Keep meaningful categorical labels by felixschmitz · Pull Request #70 · ttsim-dev/soep-preparation

felixschmitz · 2026-01-14T14:46:49Z

Closes #66

…ing categorical labels.

felixschmitz · 2026-01-14T14:51:09Z

src/soep_preparation/clean_modules/pequiv.py

        series=out["med_subjective_status_pequiv"],
-        value_for_comparison=5,
-        comparison_type="leq",
+        value_for_comparison=["Zufriedenstellend", "Weniger gut", "Schlecht"],


The logic in creating med_subjective_status_dummy_pequiv just came straight from the old repository. I just noticed that this is different to the creation of med_subjective_status_dummy_pl. To combine the two variables later on correctly, I adapted the definition of the variable med_subjective_status_dummy_pequiv here.

It definitely makes sense to harmonize them -- but why this way around and not the other?

We are using med_subjective_status_dummy_pequiv in the calculation for a frailty score. The other dummy variables there are 1/True if a medical condition is present, e.g. med_schwierigkeiten_anziehen_pequiv is True for individuals with the condition.

felixschmitz · 2026-01-14T14:52:17Z

src/soep_preparation/clean_modules/pl.py

            [
-                "med_schwierigkeit_treppen_pl",
-                "med_schwierigkeit_taten_pl",
+                "med_schwierigkeiten_treppen_dummy_pl",


I think it is better to use the _dummy_ versions of the two variables here, than the full scale. See also med_subjective_status_dummy_pl below.

Might be reasonable -- but it seems to be a change relative to what we had before, so it would be useful to explain why you think so.

Piecing the evidence together, it seems like the previous thing was combining two incompatible variables?

For one, the previous version had most of the variables in the dummy representation indicating whether or not a condition is present. These two variables/conditions do not vary from the others, and should hence also use the dummy representation. Further, the previous version had values greater 1 in these two variables, "giving them more mass" in the calculation of the frailty score (mean of all medical condition variables provided).

hmgaudecker

Very nice, thanks! Comments are meant more in a way to clarify what information others (well, me) need in order to provide a review without digging up information rather than substantive issues.

hmgaudecker · 2026-01-18T11:17:13Z

src/soep_preparation/clean_modules/pl.py

            [
-                "med_schwierigkeit_treppen_pl",
-                "med_schwierigkeit_taten_pl",
+                "med_schwierigkeiten_treppen_dummy_pl",


Might be reasonable -- but it seems to be a change relative to what we had before, so it would be useful to explain why you think so.

Piecing the evidence together, it seems like the previous thing was combining two incompatible variables?

§ **SOURCE DATA**:
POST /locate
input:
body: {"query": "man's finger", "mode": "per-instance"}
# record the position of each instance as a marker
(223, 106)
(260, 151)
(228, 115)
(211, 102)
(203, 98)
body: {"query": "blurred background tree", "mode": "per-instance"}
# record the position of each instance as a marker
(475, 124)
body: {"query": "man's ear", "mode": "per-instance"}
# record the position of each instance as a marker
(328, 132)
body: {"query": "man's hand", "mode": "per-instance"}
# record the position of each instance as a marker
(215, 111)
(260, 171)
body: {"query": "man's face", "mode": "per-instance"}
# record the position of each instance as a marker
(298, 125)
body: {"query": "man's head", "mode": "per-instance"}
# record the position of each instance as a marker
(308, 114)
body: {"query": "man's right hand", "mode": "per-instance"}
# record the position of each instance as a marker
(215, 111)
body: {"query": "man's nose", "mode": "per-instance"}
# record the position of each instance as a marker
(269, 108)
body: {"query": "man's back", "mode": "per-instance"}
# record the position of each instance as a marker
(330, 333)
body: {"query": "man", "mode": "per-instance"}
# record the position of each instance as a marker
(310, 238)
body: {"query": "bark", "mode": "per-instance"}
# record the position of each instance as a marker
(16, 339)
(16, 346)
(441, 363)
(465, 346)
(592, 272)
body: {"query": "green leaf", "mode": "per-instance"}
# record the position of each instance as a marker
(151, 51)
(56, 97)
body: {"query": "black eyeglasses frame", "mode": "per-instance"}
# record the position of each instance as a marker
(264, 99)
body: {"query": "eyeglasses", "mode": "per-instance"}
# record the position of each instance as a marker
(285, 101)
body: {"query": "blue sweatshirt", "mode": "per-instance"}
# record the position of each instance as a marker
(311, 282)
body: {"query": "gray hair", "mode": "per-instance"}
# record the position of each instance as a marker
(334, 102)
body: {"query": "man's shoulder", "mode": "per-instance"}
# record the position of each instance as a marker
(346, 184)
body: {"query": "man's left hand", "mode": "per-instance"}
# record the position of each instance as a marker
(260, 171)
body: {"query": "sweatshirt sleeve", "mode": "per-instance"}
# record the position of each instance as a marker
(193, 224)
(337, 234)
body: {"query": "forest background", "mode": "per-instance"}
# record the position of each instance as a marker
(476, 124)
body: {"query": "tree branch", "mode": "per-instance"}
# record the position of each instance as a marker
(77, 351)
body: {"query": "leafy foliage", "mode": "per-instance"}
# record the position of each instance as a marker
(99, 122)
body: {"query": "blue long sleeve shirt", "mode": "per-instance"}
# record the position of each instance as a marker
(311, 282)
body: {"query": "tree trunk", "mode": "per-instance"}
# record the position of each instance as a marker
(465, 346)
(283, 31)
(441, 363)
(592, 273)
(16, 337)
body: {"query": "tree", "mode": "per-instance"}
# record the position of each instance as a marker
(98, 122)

§ **EXERCISE PROMPT**: Pick up the pull request discussion on keeping categorical labels and carry it on from its last line. This data comes from a different source than the text.

§ **ANSWER BOX**:
hmgaudecker · 2026-01-18T11:19:35Z

src/soep_preparation/clean_modules/pequiv.py

        series=out["med_subjective_status_pequiv"],
-        value_for_comparison=5,
-        comparison_type="leq",
+        value_for_comparison=["Zufriedenstellend", "Weniger gut", "Schlecht"],


It definitely makes sense to harmonize them -- but why this way around and not the other?

felixschmitz

Some thoughts on the handling of variables to calculate the frailty scores. What do you think about transforming all medical condition variables to dummies, omitting self-reported intensity categories?

felixschmitz · 2026-01-18T15:21:21Z

src/soep_preparation/clean_modules/pequiv.py

        series=out["med_subjective_status_pequiv"],
-        value_for_comparison=5,
-        comparison_type="leq",
+        value_for_comparison=["Zufriedenstellend", "Weniger gut", "Schlecht"],


We are using med_subjective_status_dummy_pequiv in the calculation for a frailty score. The other dummy variables there are 1/True if a medical condition is present, e.g. med_schwierigkeiten_anziehen_pequiv is True for individuals with the condition.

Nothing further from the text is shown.